### Предложенный отрывок
────────

Северную стену храма занимает иконостас. В застекленных шкафах шеренгами стоят бурханы – божества ламаистского пантеона. Это фигурки из дерева, папье-маше, литые, кованые, все ярко раскрашенные. Их такая тьма, этих бурханов, что они кажутся предметами не культа, а ширпотреба.
Служба между тем продолжается. Глухо ревет раковина, курятся свечи, над головами плывет звон медных тарелок. Ламы бубнят, вскрикивают. Впрочем, без особого энтузиазма. Впечатление такое, словно они разыгрывают старый, изрядно надоевший спектакль. При некотором усилии можно было, конечно, проникнуться приличествующим обстановке настроением, если бы не существовало множество деталей, снижающих, так сказать, пафос церемонии. Ламы с нездоровой бледностью на пухлых лицах сидели в засаленных одеждах и были плохо выбриты. Один откровенно манкировал своими обязанностями, глазел по сторонам; другой зевал, прикрыв рот ладошкой; здоровый, с молодым сытым лицом лама исподтишка ухмылялся. К красным колоннам были прикручены проволокой огнетушители. Дерево все-таки кругом. И уж совсем очаровательной была красная шкатулка с прорезью на крышке и надписью «For offering» – «для пожертвований». Стало быть, и англо-саксов не забыли. Верующих в храме толкалось немного. Несколько ветхих старушек – вот и все. Остальная публика была несерьезной – зеваки, вроде нас, туристы, иностранцы, смешливые монгольские школьницы со значками «Ну, погоди!»
Служка принес в медном чайнике чай с молоком. Ламы закрывались на обед.
Мы едем на запад. Серая, хорошо укатанная дорога ныряет среди холмов. Трава вокруг рыжевато-белесая, то ли убитая морозами, то ли сожженная солнцем. Я потихоньку прихожу в себя, лихорадка первых часов спадает. Путешествие началось.
С недоверием и изумлением гляжу я перед собой: надо пересматривать школьные представления о Монголии как о монотонной плоской степи. Поражает прежде всего б о г а т с т в о горизонтов. За ближними холмами, покрытыми рыжей травой, открываются голубые сопки. Их мягкие, по-женски плавные очертания нарисованы на темно-синем фоне далеких гор. А еще дальше – подпирающие небо фиолетовые, почти черные зубцы припорошенных снегом вершин.
Это богатство горизонтов, это чередование планов усиливало зрительное ощущение расстояния. Пространство развивалось, оно жило... И не было скучно. Просторы не знают тоски, сказал поэт.

────────

### Письменное задание 1
Что, согласно отрывку о Монголии, было прикручено проволокой к красным колоннам храма?
### Письменное задание 2
Напишите продолжение отрывка о Монголии.
Строки, приведенные далее, с отрывком о Монголии не связаны.

### Записи, взятые из коллекции
────────

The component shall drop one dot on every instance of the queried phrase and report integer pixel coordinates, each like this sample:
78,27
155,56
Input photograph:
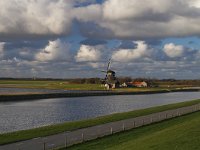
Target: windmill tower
110,79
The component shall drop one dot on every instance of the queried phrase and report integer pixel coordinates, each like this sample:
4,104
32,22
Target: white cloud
173,51
54,51
34,17
126,55
136,19
89,53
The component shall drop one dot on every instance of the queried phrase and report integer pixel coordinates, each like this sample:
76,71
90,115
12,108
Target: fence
78,136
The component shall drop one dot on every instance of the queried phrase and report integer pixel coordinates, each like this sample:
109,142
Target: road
80,135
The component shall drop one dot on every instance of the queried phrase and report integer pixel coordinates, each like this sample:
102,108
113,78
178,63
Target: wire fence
78,136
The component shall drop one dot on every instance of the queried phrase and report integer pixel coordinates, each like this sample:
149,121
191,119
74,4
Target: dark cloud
127,45
93,42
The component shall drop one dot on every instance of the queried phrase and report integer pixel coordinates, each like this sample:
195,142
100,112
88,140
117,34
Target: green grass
49,85
182,133
49,130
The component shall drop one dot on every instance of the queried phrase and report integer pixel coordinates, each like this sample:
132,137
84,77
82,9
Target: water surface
29,114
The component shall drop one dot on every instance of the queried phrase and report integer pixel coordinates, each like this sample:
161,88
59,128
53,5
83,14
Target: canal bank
81,135
24,97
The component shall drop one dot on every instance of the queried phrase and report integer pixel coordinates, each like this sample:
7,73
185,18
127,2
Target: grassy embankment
49,130
64,85
48,85
182,133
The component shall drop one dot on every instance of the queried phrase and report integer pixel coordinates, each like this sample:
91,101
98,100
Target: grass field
182,133
48,85
70,86
49,130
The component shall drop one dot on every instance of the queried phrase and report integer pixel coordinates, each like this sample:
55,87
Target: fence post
123,127
82,137
44,146
151,119
133,124
65,140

────────

### Ответ к заданию 1
Огнетушители.

### Ответ к заданию 2
– Обо! – крикнул Пахомов. Машина остановилась на перевале, и мы вышли.
Обо – это груда камней. Такие пирамидки возводили в честь местных духов, покровителей путников. Их можно встретить в Монголии на вершинах гор и перевалах, у рек, на пересечении караванных путей. Почитание обо – одно из проявлений культа природы, своеобразная дань уважения «хозяину местности». Обо, похоже, продолжают возводить и теперь. Обычай остался, хотя и лишился мистической окраски. В самом деле, отмахав тысячу верст, почему не отметить это событие. Альпинисты оставляют на покоренных вершинах каменные пирамидки с записками – туры. Я вспомнил поморские гурии, «темные маяки» из камней, какие видел на берегах Ледовитого океана.
Перед нами был обо эпохи автомобилизма. В основании лежал обод колеса с грузовой машины, сверху были навалены камни, все сооружение венчал металлический стержень. Среди камней лежали цветные стеклышки, ленты, монетки.
За перевалом мягко круглились холмы, голубели горы. Игра планов создавала ощущение глубины и бесконечности пространства. Все это напоминало картины восточной живописи, где ветка, цветок или птица на переднем плане (как сейчас обо) служили единицей измерения остального пространства.
Мы бросили на обо по монетке и полезли в машину.
Прислушиваюсь к разговору Пахомова с шофером. Они недавно вернулись из Селенгийского аймака, но рассуждают об этом так, словно прогулялись в соседний сквер.
– Юра, – спрашиваю, – далеко нам до места?
– Так себе. Километров пятьсот.
Прогулка-прогулочка! Пятьсот – туда, пятьсот – обратно.
– Всего, значит, тыща?
– Да. Если не заблудимся.
– Мне бы куда-нибудь поближе...
– Ты поздно приехал, путешественник. До самого Хангая земли уже распаханы.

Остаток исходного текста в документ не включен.